• [What you should do]: Would you filter the listing below so that only lines with the word "vest" remain?

• [Available data]:
*** Block opens ***

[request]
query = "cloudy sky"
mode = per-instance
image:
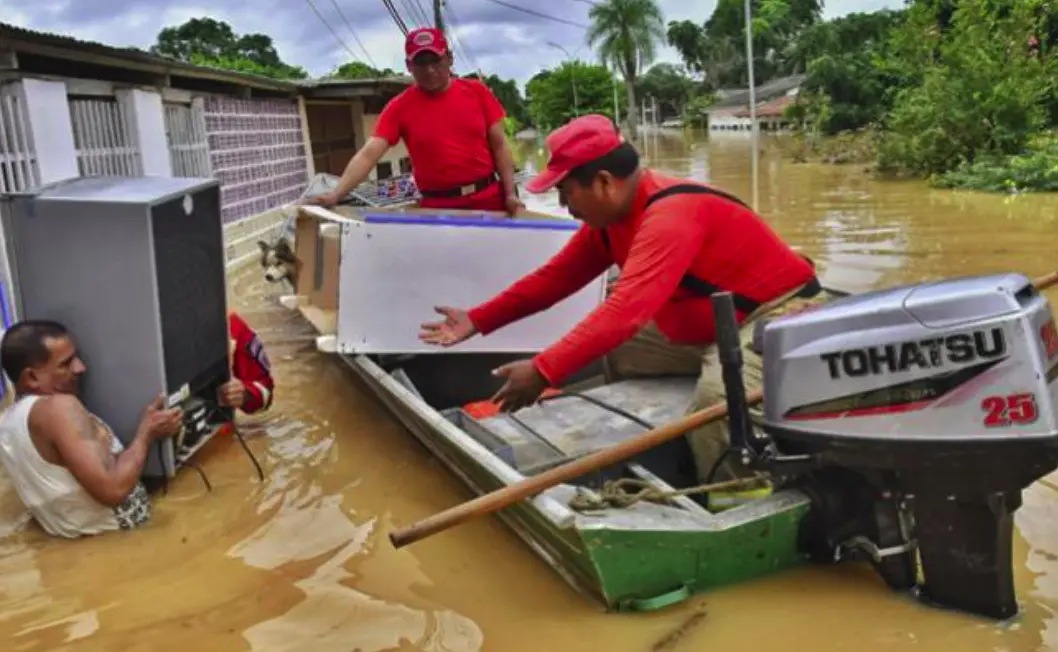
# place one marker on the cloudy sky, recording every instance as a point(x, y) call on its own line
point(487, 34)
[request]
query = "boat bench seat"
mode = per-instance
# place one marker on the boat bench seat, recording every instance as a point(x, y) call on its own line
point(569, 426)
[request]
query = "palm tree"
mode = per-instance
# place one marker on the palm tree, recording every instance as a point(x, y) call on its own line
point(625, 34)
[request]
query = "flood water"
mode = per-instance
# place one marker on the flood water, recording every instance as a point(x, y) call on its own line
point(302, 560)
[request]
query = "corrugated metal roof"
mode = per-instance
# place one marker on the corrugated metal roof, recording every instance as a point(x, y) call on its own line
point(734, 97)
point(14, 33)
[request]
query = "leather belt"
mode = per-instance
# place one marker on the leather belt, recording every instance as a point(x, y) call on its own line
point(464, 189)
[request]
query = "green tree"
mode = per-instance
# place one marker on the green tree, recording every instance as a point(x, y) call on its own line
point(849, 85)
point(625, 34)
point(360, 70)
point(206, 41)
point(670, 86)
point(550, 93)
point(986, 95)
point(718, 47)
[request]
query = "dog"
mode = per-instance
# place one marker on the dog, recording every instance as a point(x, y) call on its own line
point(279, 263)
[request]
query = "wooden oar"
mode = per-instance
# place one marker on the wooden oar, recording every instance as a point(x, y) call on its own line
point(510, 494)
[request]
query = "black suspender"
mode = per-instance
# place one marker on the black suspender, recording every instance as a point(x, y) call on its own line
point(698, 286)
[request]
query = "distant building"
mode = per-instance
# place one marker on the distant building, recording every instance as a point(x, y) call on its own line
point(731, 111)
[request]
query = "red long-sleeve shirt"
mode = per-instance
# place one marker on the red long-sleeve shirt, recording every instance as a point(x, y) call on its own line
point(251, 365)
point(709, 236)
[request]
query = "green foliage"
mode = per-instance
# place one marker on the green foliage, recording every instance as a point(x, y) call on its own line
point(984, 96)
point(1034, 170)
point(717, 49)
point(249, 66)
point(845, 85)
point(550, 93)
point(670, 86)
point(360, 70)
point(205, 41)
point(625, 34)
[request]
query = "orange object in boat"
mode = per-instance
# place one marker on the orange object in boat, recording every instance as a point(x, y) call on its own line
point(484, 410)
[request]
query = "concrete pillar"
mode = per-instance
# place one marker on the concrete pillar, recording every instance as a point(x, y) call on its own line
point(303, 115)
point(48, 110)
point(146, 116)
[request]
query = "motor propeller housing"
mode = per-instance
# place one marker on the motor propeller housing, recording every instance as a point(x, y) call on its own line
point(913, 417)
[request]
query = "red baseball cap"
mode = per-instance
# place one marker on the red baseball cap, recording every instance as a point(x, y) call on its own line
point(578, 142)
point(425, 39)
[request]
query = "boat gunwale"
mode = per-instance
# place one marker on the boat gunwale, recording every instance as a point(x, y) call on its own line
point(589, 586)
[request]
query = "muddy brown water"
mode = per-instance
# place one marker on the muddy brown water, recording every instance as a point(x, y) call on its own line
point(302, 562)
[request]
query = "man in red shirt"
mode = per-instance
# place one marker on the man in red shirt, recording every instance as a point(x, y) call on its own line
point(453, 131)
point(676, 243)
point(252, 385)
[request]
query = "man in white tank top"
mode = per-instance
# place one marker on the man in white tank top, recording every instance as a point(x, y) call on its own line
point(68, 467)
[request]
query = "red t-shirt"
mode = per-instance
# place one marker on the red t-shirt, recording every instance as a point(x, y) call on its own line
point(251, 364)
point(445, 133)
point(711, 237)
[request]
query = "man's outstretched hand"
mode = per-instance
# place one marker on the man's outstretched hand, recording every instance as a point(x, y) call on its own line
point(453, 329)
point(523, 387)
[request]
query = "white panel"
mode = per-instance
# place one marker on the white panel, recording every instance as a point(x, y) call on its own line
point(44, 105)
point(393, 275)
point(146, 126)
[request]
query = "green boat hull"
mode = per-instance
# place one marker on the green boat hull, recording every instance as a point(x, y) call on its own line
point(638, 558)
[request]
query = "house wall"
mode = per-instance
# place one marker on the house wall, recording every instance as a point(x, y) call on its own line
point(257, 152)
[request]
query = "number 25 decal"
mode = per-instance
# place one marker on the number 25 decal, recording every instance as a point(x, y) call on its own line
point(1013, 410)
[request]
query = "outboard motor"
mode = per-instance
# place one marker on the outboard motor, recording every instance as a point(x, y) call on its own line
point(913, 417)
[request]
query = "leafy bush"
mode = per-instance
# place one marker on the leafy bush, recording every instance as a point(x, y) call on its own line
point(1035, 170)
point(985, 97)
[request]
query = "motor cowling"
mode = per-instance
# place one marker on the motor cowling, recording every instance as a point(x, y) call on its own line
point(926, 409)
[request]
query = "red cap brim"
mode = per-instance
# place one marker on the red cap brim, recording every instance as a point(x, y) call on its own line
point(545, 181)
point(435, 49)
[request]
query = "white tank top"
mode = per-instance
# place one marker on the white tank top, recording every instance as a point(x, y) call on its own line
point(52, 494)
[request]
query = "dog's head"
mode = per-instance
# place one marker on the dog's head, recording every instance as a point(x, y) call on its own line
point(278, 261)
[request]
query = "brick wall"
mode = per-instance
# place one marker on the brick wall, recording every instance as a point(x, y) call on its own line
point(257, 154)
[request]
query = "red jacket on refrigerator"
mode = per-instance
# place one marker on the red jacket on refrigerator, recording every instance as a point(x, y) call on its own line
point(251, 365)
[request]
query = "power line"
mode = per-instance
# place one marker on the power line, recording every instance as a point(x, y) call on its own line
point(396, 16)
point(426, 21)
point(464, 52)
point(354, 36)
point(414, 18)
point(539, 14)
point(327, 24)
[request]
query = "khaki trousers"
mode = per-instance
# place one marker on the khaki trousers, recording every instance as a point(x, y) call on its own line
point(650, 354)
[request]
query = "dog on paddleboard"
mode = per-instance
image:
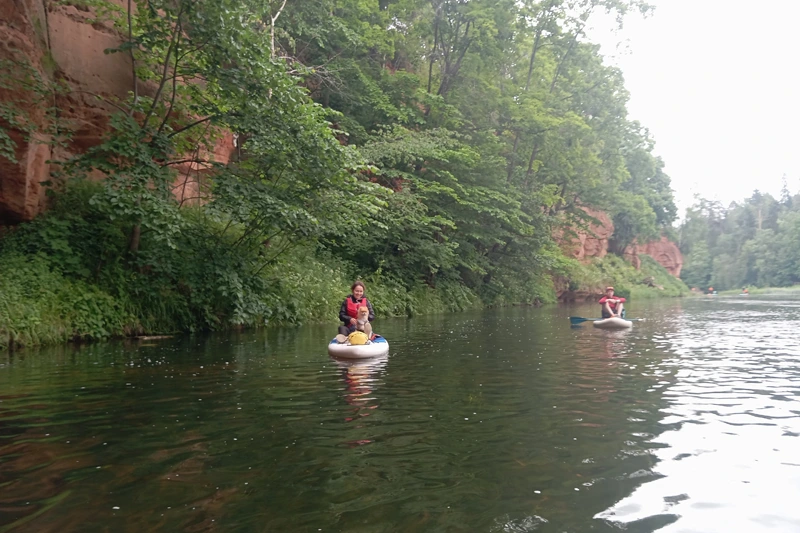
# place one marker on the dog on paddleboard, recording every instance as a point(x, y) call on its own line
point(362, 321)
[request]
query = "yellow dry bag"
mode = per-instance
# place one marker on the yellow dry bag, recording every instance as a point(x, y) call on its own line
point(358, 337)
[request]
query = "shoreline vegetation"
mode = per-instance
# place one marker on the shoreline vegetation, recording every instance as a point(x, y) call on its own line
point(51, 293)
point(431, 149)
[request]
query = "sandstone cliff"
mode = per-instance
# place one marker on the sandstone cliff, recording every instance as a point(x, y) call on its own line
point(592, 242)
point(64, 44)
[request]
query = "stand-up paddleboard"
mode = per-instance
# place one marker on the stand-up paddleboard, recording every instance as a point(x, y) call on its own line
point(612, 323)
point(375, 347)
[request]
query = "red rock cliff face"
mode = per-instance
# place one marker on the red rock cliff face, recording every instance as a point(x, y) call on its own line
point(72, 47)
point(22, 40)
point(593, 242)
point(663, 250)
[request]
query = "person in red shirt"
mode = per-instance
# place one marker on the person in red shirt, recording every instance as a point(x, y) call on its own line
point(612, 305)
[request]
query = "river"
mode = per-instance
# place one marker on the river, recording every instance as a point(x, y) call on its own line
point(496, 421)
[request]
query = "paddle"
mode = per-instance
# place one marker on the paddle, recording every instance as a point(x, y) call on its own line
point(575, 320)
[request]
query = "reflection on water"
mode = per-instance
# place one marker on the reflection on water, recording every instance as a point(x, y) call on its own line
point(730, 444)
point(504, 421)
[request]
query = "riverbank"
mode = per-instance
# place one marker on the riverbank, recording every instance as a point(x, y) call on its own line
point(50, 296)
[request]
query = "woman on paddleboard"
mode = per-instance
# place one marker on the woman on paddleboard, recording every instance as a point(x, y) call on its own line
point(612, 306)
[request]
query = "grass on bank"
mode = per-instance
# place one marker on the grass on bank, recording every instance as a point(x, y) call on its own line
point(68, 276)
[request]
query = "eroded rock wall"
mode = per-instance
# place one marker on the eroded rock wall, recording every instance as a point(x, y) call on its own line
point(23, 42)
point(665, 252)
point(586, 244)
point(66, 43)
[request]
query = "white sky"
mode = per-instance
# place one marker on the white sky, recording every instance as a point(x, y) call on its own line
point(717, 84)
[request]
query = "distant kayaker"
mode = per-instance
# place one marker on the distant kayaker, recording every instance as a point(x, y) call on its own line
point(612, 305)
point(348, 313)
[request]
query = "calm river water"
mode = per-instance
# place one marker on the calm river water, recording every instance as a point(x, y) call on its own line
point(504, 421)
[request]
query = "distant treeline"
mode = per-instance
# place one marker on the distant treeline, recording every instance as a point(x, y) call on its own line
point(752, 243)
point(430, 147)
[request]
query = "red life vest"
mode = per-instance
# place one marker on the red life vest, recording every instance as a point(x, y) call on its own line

*** Block closes ***
*** Block opens ***

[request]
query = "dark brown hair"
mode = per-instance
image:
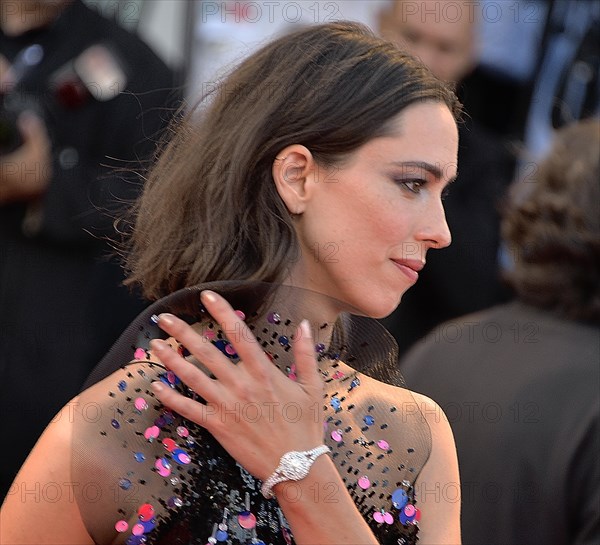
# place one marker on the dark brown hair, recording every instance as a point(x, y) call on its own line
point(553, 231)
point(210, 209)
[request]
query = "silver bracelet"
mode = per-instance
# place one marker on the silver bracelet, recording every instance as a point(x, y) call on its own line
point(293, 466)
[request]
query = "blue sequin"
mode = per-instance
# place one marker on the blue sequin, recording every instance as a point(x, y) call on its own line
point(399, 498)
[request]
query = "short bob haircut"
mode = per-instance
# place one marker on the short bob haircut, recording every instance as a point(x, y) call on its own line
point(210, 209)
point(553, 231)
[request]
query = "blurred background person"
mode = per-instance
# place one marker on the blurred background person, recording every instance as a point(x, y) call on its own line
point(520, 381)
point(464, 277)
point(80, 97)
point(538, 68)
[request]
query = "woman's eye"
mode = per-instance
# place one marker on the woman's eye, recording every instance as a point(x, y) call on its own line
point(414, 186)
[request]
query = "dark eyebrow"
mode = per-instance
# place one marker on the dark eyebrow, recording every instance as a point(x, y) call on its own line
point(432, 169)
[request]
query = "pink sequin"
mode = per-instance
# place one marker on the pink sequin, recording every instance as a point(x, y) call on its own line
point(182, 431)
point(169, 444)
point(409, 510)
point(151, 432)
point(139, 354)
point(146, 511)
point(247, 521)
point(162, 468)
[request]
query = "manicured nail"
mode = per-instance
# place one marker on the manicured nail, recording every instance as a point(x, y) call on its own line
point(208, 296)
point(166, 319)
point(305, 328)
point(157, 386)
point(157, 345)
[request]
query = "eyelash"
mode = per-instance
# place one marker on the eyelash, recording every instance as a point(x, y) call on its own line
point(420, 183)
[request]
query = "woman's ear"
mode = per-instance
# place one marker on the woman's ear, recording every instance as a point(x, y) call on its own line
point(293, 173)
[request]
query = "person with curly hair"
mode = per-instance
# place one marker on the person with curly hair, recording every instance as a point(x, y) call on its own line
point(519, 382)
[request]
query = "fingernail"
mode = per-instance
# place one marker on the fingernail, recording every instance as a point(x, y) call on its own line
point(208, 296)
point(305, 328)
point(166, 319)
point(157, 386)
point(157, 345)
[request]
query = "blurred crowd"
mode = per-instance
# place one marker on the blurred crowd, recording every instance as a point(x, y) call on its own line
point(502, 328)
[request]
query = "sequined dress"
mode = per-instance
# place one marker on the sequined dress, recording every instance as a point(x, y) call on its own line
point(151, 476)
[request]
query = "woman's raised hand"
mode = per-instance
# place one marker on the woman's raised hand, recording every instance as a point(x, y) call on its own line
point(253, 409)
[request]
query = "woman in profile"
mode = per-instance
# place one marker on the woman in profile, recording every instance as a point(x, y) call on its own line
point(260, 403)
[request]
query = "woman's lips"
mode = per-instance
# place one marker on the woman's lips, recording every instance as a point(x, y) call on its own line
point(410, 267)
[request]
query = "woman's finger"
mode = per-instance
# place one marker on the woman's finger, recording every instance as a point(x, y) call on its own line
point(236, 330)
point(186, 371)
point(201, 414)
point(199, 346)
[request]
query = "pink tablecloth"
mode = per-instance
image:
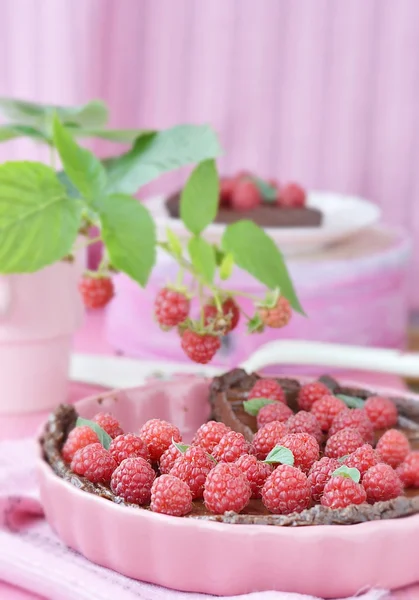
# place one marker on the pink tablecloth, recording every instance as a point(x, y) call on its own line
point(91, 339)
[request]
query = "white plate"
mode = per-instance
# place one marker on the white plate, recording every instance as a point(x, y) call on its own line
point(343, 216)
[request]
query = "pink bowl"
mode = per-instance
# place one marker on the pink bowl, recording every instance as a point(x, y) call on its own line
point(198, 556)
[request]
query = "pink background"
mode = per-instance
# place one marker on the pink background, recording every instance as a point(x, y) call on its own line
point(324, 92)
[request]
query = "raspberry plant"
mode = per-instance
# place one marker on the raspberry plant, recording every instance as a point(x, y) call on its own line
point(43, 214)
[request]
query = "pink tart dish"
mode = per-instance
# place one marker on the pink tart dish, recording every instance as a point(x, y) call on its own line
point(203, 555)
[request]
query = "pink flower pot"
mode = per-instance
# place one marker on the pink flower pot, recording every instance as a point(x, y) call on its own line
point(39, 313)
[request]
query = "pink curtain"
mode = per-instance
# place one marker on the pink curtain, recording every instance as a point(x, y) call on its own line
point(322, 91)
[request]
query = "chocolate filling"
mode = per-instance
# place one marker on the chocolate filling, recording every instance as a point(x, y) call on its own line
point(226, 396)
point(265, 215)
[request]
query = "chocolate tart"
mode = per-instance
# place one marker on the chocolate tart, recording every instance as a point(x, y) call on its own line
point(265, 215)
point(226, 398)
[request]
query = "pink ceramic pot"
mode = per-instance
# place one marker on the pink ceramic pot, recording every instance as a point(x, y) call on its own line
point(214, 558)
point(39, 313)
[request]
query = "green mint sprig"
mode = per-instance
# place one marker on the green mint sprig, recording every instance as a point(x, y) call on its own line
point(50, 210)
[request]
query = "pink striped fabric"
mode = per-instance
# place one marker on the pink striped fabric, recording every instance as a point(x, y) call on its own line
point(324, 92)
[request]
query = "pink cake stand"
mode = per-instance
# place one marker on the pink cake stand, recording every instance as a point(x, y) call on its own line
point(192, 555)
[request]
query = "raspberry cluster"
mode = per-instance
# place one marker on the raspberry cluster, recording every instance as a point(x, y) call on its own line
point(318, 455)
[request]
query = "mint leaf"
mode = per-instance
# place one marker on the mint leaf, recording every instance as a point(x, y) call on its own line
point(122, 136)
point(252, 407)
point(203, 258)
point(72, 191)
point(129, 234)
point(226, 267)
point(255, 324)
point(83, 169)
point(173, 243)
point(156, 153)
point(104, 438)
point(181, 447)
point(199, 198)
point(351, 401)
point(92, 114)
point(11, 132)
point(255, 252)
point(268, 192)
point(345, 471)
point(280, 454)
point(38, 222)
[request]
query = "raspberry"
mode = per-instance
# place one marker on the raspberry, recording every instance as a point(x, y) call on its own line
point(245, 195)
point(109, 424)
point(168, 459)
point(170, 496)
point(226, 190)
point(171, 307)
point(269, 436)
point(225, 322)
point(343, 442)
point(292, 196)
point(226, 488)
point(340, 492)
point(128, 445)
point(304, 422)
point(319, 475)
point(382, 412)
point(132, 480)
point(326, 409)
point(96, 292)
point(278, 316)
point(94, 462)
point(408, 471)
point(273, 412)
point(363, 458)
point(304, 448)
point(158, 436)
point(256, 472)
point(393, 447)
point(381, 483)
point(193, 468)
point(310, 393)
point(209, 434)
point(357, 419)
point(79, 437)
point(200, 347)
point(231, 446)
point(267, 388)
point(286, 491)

*** Block closes ***
*** Block opens ***

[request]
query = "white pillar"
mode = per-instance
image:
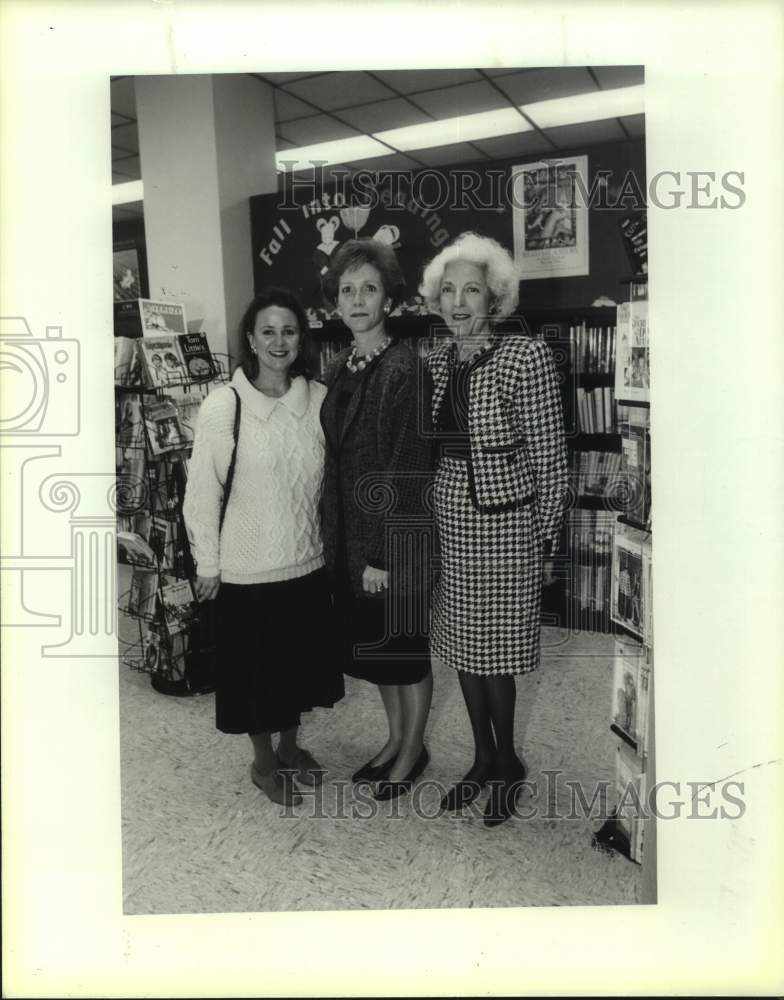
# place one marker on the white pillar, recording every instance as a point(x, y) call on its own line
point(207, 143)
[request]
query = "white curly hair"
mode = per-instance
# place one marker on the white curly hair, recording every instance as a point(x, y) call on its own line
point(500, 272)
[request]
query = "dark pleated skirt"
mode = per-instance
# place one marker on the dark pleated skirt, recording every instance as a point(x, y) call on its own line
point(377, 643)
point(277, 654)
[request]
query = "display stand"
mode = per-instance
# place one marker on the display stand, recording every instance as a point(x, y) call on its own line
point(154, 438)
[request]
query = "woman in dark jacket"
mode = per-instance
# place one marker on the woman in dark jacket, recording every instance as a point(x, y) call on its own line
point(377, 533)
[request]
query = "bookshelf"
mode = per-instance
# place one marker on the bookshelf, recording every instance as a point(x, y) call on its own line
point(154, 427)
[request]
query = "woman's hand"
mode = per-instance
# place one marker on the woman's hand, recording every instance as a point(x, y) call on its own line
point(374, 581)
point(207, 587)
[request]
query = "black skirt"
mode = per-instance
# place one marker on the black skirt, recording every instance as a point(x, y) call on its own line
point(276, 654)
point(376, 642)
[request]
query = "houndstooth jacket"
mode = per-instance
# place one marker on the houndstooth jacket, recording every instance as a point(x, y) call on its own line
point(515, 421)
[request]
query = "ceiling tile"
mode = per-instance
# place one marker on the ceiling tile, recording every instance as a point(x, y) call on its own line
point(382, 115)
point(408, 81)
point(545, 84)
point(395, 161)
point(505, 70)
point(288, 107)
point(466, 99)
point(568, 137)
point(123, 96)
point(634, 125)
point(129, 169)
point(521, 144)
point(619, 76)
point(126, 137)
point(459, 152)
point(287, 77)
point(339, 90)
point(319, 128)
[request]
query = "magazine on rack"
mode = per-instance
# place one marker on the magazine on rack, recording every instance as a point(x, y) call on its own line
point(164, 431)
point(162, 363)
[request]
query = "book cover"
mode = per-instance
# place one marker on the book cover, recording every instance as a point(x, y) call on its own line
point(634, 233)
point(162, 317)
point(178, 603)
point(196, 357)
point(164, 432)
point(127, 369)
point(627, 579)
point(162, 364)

*** Block closes ***

• [Output of the task]:
query = "red life vest"
# place one marker on the red life vest, recording every instance as a point(x, y) call on its own line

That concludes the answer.